• DATASET ENTRIES:
>> begin
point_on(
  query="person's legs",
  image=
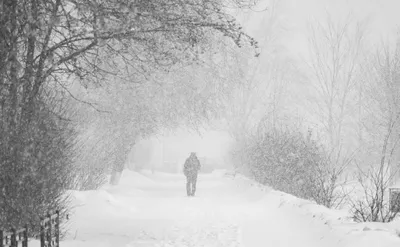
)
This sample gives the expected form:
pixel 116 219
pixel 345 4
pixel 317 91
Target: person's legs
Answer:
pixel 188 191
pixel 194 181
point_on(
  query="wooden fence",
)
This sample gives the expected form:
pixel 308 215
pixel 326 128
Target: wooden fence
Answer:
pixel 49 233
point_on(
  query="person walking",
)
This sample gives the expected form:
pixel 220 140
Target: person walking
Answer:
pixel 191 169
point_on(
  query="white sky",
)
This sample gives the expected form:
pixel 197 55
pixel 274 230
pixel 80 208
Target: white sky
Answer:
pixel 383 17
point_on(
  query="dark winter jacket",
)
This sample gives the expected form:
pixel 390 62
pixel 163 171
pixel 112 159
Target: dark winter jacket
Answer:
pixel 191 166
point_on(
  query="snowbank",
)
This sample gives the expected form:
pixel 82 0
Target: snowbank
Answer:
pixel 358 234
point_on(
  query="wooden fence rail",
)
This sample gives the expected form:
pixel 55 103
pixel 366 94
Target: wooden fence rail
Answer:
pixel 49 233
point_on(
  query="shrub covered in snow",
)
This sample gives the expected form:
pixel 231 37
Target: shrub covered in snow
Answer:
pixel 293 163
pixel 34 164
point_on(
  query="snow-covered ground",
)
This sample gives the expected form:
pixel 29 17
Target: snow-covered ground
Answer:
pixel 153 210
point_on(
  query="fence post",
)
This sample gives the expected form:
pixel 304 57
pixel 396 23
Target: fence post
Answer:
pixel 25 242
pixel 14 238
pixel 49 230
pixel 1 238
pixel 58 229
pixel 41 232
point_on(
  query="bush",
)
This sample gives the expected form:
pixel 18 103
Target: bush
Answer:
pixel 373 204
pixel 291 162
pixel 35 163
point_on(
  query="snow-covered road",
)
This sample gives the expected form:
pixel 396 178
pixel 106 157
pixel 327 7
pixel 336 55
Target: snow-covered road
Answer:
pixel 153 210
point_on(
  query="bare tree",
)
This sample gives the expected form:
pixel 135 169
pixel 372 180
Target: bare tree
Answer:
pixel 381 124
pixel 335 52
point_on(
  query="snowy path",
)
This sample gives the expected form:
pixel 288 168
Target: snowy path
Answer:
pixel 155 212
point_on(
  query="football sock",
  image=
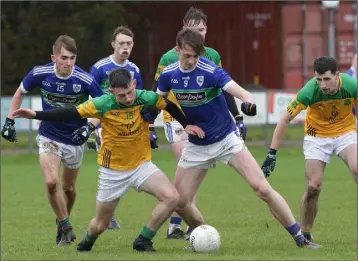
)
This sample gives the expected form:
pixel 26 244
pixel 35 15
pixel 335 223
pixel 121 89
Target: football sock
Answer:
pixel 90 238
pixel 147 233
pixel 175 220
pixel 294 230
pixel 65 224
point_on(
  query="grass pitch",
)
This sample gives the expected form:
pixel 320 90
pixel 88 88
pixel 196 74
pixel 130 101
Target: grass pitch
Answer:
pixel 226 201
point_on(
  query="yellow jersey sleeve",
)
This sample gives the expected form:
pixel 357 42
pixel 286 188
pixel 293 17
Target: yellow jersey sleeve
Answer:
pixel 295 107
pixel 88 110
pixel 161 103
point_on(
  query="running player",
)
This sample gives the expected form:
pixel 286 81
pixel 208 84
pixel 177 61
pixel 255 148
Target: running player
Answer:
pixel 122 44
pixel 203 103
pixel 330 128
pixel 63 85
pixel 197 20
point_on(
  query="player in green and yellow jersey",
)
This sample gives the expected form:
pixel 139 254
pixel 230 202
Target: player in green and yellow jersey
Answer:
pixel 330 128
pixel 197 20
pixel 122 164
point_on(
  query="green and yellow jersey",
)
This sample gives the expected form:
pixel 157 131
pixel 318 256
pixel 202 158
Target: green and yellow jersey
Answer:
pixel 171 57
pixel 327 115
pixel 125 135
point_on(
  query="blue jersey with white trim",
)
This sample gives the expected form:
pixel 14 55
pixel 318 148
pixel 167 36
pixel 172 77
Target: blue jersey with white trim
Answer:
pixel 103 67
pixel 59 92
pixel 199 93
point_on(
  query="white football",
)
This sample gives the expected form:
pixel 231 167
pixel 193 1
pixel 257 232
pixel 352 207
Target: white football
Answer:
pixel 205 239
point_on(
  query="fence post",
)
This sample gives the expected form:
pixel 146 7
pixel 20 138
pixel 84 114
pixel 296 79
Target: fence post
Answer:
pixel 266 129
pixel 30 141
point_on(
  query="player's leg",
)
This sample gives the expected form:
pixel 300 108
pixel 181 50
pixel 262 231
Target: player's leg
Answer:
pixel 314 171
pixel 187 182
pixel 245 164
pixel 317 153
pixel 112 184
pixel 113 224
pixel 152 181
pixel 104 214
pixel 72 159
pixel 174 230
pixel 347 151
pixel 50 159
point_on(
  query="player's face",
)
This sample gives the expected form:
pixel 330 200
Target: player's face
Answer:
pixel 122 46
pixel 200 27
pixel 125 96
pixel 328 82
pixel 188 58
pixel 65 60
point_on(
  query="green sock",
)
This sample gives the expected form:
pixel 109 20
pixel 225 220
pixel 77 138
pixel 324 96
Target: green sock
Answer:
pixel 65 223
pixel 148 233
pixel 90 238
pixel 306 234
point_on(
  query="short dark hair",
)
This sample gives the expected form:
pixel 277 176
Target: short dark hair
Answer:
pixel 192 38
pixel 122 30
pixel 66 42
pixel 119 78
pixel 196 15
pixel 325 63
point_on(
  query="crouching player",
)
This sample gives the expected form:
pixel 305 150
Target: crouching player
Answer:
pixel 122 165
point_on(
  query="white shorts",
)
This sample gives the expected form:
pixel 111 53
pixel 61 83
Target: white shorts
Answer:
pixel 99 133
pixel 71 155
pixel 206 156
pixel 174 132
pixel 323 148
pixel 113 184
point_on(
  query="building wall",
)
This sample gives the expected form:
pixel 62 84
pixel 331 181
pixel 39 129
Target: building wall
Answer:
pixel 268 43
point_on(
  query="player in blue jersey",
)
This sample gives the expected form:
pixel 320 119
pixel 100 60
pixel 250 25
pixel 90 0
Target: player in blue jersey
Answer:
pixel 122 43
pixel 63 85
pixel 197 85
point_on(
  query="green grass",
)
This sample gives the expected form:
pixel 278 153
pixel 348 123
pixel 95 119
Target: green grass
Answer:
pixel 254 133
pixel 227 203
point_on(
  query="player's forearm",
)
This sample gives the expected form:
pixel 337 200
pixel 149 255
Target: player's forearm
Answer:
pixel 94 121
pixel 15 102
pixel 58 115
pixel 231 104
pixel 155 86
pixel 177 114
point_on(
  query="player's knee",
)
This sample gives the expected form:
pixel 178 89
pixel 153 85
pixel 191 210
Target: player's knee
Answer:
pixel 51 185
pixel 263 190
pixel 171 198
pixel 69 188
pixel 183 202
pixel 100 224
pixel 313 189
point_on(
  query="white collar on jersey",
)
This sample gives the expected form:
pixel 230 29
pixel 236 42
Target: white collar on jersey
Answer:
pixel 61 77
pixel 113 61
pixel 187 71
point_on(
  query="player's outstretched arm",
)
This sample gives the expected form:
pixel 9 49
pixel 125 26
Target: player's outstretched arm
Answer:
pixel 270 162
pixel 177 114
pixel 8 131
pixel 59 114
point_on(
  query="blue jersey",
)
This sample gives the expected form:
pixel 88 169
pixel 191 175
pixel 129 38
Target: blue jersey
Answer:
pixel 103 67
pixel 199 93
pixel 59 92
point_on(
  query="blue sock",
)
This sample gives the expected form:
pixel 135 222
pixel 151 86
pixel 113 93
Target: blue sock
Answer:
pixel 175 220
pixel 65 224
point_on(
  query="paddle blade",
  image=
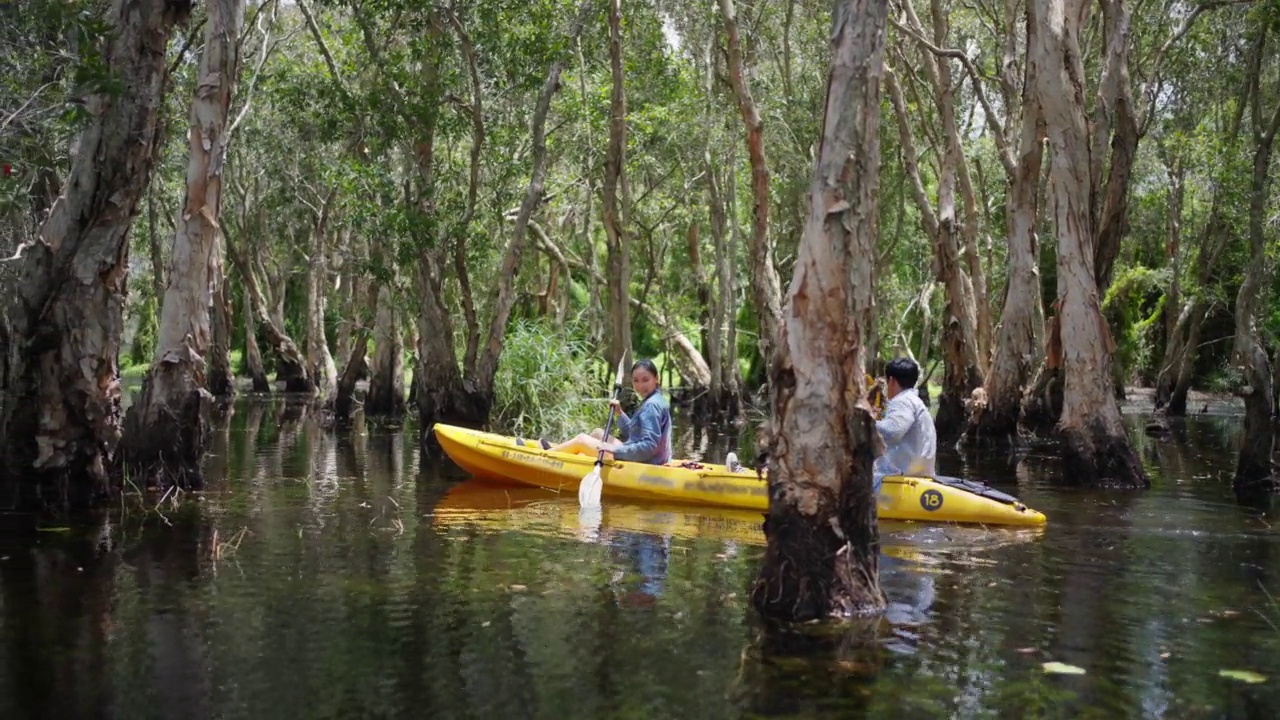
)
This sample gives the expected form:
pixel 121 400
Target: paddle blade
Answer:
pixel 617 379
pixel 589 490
>> end
• TASK PROMPT:
Arrange every line of the material above as a Markdown table with the columns Row and Text. Number the rows, skip blank lines, and leave out the pictures.

• COMPLETE RESPONSE:
| Row | Text |
|---|---|
| 1 | point_on( |
| 2 |   query="person's legs", |
| 3 |   image= |
| 4 | ) |
| 5 | This sample gives the expected form: |
| 6 | pixel 116 219 |
| 7 | pixel 345 4 |
| 8 | pixel 317 91 |
| 9 | Target: person's legs |
| 10 | Answer: |
| 11 | pixel 188 191 |
| 12 | pixel 194 181 |
| 13 | point_on( |
| 14 |   query="wooden fence", |
| 15 | ) |
| 16 | This sample gives the expected form: |
| 17 | pixel 308 215 |
| 18 | pixel 326 128 |
| 19 | Target: wooden fence |
| 20 | Answer: |
| 21 | pixel 49 233 |
| 22 | point_on( |
| 23 |   query="person walking", |
| 24 | ) |
| 25 | This sample gives the expected form: |
| 26 | pixel 220 140 |
| 27 | Target: person walking |
| 28 | Answer: |
| 29 | pixel 191 169 |
| 30 | point_on( |
| 31 |   query="white sky", |
| 32 | ) |
| 33 | This sample gives the expected form: |
| 34 | pixel 197 55 |
| 35 | pixel 274 230 |
| 36 | pixel 80 208 |
| 37 | Target: white sky |
| 38 | Answer: |
| 39 | pixel 383 17 |
| 40 | point_on( |
| 41 |   query="dark winter jacket", |
| 42 | ) |
| 43 | This sample gives the expected form: |
| 44 | pixel 390 62 |
| 45 | pixel 163 171 |
| 46 | pixel 112 159 |
| 47 | Target: dark winter jacket |
| 48 | Answer: |
| 49 | pixel 191 166 |
| 50 | point_on( |
| 51 |   query="snowbank", |
| 52 | ) |
| 53 | This sample gives the expected form: |
| 54 | pixel 82 0 |
| 55 | Target: snowbank |
| 56 | Answer: |
| 57 | pixel 358 234 |
| 58 | point_on( |
| 59 |   query="wooden fence rail", |
| 60 | ) |
| 61 | This sample gives the expected form: |
| 62 | pixel 55 103 |
| 63 | pixel 366 94 |
| 64 | Target: wooden fence rail |
| 65 | Answer: |
| 66 | pixel 49 233 |
| 67 | point_on( |
| 68 |   query="shrub covered in snow", |
| 69 | ) |
| 70 | This sample gives the expected form: |
| 71 | pixel 231 37 |
| 72 | Target: shrub covered in snow |
| 73 | Answer: |
| 74 | pixel 293 163 |
| 75 | pixel 34 164 |
| 76 | point_on( |
| 77 |   query="snow-covered ground", |
| 78 | ) |
| 79 | This sample gives the expected form: |
| 80 | pixel 29 17 |
| 81 | Target: snow-covered ground |
| 82 | Answer: |
| 83 | pixel 153 210 |
| 84 | point_on( |
| 85 |   query="fence post", |
| 86 | ) |
| 87 | This sample gives the expected form: |
| 88 | pixel 304 57 |
| 89 | pixel 396 23 |
| 90 | Target: fence post |
| 91 | Answer: |
| 92 | pixel 25 242 |
| 93 | pixel 14 238 |
| 94 | pixel 49 230 |
| 95 | pixel 1 238 |
| 96 | pixel 58 229 |
| 97 | pixel 41 232 |
| 98 | point_on( |
| 99 |   query="bush", |
| 100 | ) |
| 101 | This sample gives the expected form: |
| 102 | pixel 18 103 |
| 103 | Target: bush |
| 104 | Answer: |
| 105 | pixel 373 204 |
| 106 | pixel 291 162 |
| 107 | pixel 35 163 |
| 108 | point_on( |
| 109 |   query="snow-covered road", |
| 110 | ) |
| 111 | This sample gives the expected form: |
| 112 | pixel 396 178 |
| 113 | pixel 106 157 |
| 114 | pixel 327 7 |
| 115 | pixel 336 55 |
| 116 | Target: snow-covered road |
| 117 | Answer: |
| 118 | pixel 153 210 |
| 119 | point_on( |
| 120 |   query="bare tree", |
| 121 | ) |
| 122 | This sample gives the expected form: |
| 123 | pixel 135 169 |
| 124 | pixel 372 180 |
| 125 | Target: bare tree |
| 126 | Answer: |
| 127 | pixel 381 124 |
| 128 | pixel 335 52 |
| 129 | point_on( |
| 130 |   query="snowy path", |
| 131 | ) |
| 132 | This sample gives the expected form: |
| 133 | pixel 288 168 |
| 134 | Target: snowy path |
| 135 | Answer: |
| 136 | pixel 155 212 |
| 137 | point_on( |
| 138 |   query="football sock", |
| 139 |   image= |
| 140 | ) |
| 141 | This sample gives the expected form: |
| 142 | pixel 26 244 |
| 143 | pixel 35 15 |
| 144 | pixel 335 223 |
| 145 | pixel 121 89 |
| 146 | Target: football sock |
| 147 | Answer: |
| 148 | pixel 90 238 |
| 149 | pixel 147 233 |
| 150 | pixel 175 220 |
| 151 | pixel 294 230 |
| 152 | pixel 65 224 |
| 153 | point_on( |
| 154 |   query="grass pitch", |
| 155 | ) |
| 156 | This sample gives the expected form: |
| 157 | pixel 320 90 |
| 158 | pixel 88 88 |
| 159 | pixel 196 74 |
| 160 | pixel 130 101 |
| 161 | Target: grass pitch |
| 162 | Answer: |
| 163 | pixel 226 201 |
| 164 | point_on( |
| 165 |   query="yellow jersey sleeve", |
| 166 | ) |
| 167 | This sample gives the expected form: |
| 168 | pixel 357 42 |
| 169 | pixel 286 188 |
| 170 | pixel 293 17 |
| 171 | Target: yellow jersey sleeve |
| 172 | Answer: |
| 173 | pixel 295 107 |
| 174 | pixel 88 110 |
| 175 | pixel 161 103 |
| 176 | point_on( |
| 177 |   query="running player", |
| 178 | ) |
| 179 | This sample gives the expected form: |
| 180 | pixel 286 81 |
| 181 | pixel 208 84 |
| 182 | pixel 177 61 |
| 183 | pixel 255 148 |
| 184 | Target: running player |
| 185 | Answer: |
| 186 | pixel 122 44 |
| 187 | pixel 203 103 |
| 188 | pixel 330 128 |
| 189 | pixel 63 85 |
| 190 | pixel 197 20 |
| 191 | point_on( |
| 192 |   query="player in green and yellow jersey", |
| 193 | ) |
| 194 | This sample gives the expected form: |
| 195 | pixel 139 254 |
| 196 | pixel 230 202 |
| 197 | Target: player in green and yellow jersey |
| 198 | Answer: |
| 199 | pixel 330 128 |
| 200 | pixel 197 20 |
| 201 | pixel 122 164 |
| 202 | point_on( |
| 203 |   query="green and yellow jersey", |
| 204 | ) |
| 205 | This sample gives the expected form: |
| 206 | pixel 157 131 |
| 207 | pixel 318 256 |
| 208 | pixel 202 158 |
| 209 | Target: green and yellow jersey |
| 210 | Answer: |
| 211 | pixel 171 57 |
| 212 | pixel 327 115 |
| 213 | pixel 125 135 |
| 214 | point_on( |
| 215 |   query="blue jersey with white trim", |
| 216 | ) |
| 217 | This sample gives the expected form: |
| 218 | pixel 14 55 |
| 219 | pixel 318 148 |
| 220 | pixel 167 36 |
| 221 | pixel 172 77 |
| 222 | Target: blue jersey with white trim |
| 223 | Answer: |
| 224 | pixel 103 67 |
| 225 | pixel 59 92 |
| 226 | pixel 199 93 |
| 227 | point_on( |
| 228 |   query="white football", |
| 229 | ) |
| 230 | This sample gives the expected form: |
| 231 | pixel 231 167 |
| 232 | pixel 193 1 |
| 233 | pixel 257 232 |
| 234 | pixel 352 207 |
| 235 | Target: white football |
| 236 | Answer: |
| 237 | pixel 205 239 |
| 238 | point_on( |
| 239 |   query="fence post", |
| 240 | ) |
| 241 | This sample gives the expected form: |
| 242 | pixel 146 7 |
| 243 | pixel 20 138 |
| 244 | pixel 84 114 |
| 245 | pixel 296 79 |
| 246 | Target: fence post |
| 247 | Answer: |
| 248 | pixel 266 129 |
| 249 | pixel 30 141 |
| 250 | point_on( |
| 251 |   query="player's leg", |
| 252 | ) |
| 253 | This sample gives the expected form: |
| 254 | pixel 300 108 |
| 255 | pixel 181 50 |
| 256 | pixel 262 231 |
| 257 | Target: player's leg |
| 258 | Answer: |
| 259 | pixel 314 171 |
| 260 | pixel 187 182 |
| 261 | pixel 245 164 |
| 262 | pixel 317 153 |
| 263 | pixel 112 184 |
| 264 | pixel 113 224 |
| 265 | pixel 152 181 |
| 266 | pixel 104 214 |
| 267 | pixel 72 159 |
| 268 | pixel 174 230 |
| 269 | pixel 347 151 |
| 270 | pixel 50 159 |
| 271 | point_on( |
| 272 |   query="player's face", |
| 273 | ) |
| 274 | This sample gives the expected form: |
| 275 | pixel 330 200 |
| 276 | Target: player's face |
| 277 | Answer: |
| 278 | pixel 122 46 |
| 279 | pixel 200 27 |
| 280 | pixel 125 96 |
| 281 | pixel 328 82 |
| 282 | pixel 188 58 |
| 283 | pixel 65 60 |
| 284 | point_on( |
| 285 |   query="green sock", |
| 286 | ) |
| 287 | This sample gives the expected form: |
| 288 | pixel 109 20 |
| 289 | pixel 225 220 |
| 290 | pixel 77 138 |
| 291 | pixel 324 96 |
| 292 | Target: green sock |
| 293 | Answer: |
| 294 | pixel 65 223 |
| 295 | pixel 148 233 |
| 296 | pixel 90 238 |
| 297 | pixel 306 234 |
| 298 | point_on( |
| 299 |   query="short dark hair", |
| 300 | ) |
| 301 | This sample gives the expected form: |
| 302 | pixel 277 176 |
| 303 | Target: short dark hair |
| 304 | Answer: |
| 305 | pixel 192 38 |
| 306 | pixel 122 30 |
| 307 | pixel 66 42 |
| 308 | pixel 119 78 |
| 309 | pixel 196 15 |
| 310 | pixel 325 63 |
| 311 | point_on( |
| 312 |   query="crouching player", |
| 313 | ) |
| 314 | This sample gives the expected form: |
| 315 | pixel 305 150 |
| 316 | Target: crouching player |
| 317 | Answer: |
| 318 | pixel 122 165 |
| 319 | point_on( |
| 320 |   query="white shorts", |
| 321 | ) |
| 322 | This sample gives the expected form: |
| 323 | pixel 111 53 |
| 324 | pixel 61 83 |
| 325 | Target: white shorts |
| 326 | Answer: |
| 327 | pixel 99 133 |
| 328 | pixel 71 155 |
| 329 | pixel 206 156 |
| 330 | pixel 174 132 |
| 331 | pixel 323 148 |
| 332 | pixel 113 184 |
| 333 | point_on( |
| 334 |   query="building wall", |
| 335 | ) |
| 336 | This sample gives the expected form: |
| 337 | pixel 62 84 |
| 338 | pixel 331 181 |
| 339 | pixel 39 129 |
| 340 | Target: building wall |
| 341 | Answer: |
| 342 | pixel 268 43 |
| 343 | point_on( |
| 344 |   query="player in blue jersey", |
| 345 | ) |
| 346 | This sample gives the expected form: |
| 347 | pixel 320 119 |
| 348 | pixel 100 60 |
| 349 | pixel 250 25 |
| 350 | pixel 90 0 |
| 351 | Target: player in blue jersey |
| 352 | Answer: |
| 353 | pixel 122 43 |
| 354 | pixel 63 85 |
| 355 | pixel 197 85 |
| 356 | point_on( |
| 357 |   query="green grass", |
| 358 | ) |
| 359 | This sample gives the expected form: |
| 360 | pixel 278 153 |
| 361 | pixel 348 123 |
| 362 | pixel 95 119 |
| 363 | Target: green grass |
| 364 | Answer: |
| 365 | pixel 254 133 |
| 366 | pixel 227 203 |
| 367 | point_on( |
| 368 |   query="player's forearm", |
| 369 | ) |
| 370 | This sample gives the expected form: |
| 371 | pixel 337 200 |
| 372 | pixel 149 255 |
| 373 | Target: player's forearm |
| 374 | Answer: |
| 375 | pixel 94 121 |
| 376 | pixel 15 102 |
| 377 | pixel 58 115 |
| 378 | pixel 231 104 |
| 379 | pixel 155 86 |
| 380 | pixel 177 114 |
| 381 | point_on( |
| 382 |   query="player's knee", |
| 383 | ) |
| 384 | This sample gives the expected form: |
| 385 | pixel 178 89 |
| 386 | pixel 153 85 |
| 387 | pixel 191 210 |
| 388 | Target: player's knee |
| 389 | Answer: |
| 390 | pixel 51 185 |
| 391 | pixel 263 190 |
| 392 | pixel 171 198 |
| 393 | pixel 69 188 |
| 394 | pixel 183 202 |
| 395 | pixel 100 224 |
| 396 | pixel 313 189 |
| 397 | point_on( |
| 398 |   query="white collar on jersey", |
| 399 | ) |
| 400 | This sample gives the expected form: |
| 401 | pixel 230 29 |
| 402 | pixel 236 42 |
| 403 | Target: white collar on jersey |
| 404 | Answer: |
| 405 | pixel 61 77 |
| 406 | pixel 113 61 |
| 407 | pixel 187 71 |
| 408 | point_on( |
| 409 |   query="player's outstretched arm", |
| 410 | ) |
| 411 | This sample gives the expected form: |
| 412 | pixel 9 49 |
| 413 | pixel 125 26 |
| 414 | Target: player's outstretched arm |
| 415 | Answer: |
| 416 | pixel 270 162 |
| 417 | pixel 177 114 |
| 418 | pixel 8 131 |
| 419 | pixel 59 114 |
| 420 | point_on( |
| 421 |   query="blue jersey", |
| 422 | ) |
| 423 | This sample gives the expected form: |
| 424 | pixel 88 169 |
| 425 | pixel 191 175 |
| 426 | pixel 129 38 |
| 427 | Target: blue jersey |
| 428 | Answer: |
| 429 | pixel 103 67 |
| 430 | pixel 199 93 |
| 431 | pixel 59 92 |
| 432 | point_on( |
| 433 |   query="blue sock", |
| 434 | ) |
| 435 | This sample gives the expected form: |
| 436 | pixel 135 222 |
| 437 | pixel 151 86 |
| 438 | pixel 113 93 |
| 439 | Target: blue sock |
| 440 | Answer: |
| 441 | pixel 175 220 |
| 442 | pixel 65 224 |
| 443 | point_on( |
| 444 |   query="paddle blade", |
| 445 |   image= |
| 446 | ) |
| 447 | This sample gives the expected form: |
| 448 | pixel 121 400 |
| 449 | Target: paddle blade |
| 450 | Answer: |
| 451 | pixel 617 379 |
| 452 | pixel 589 490 |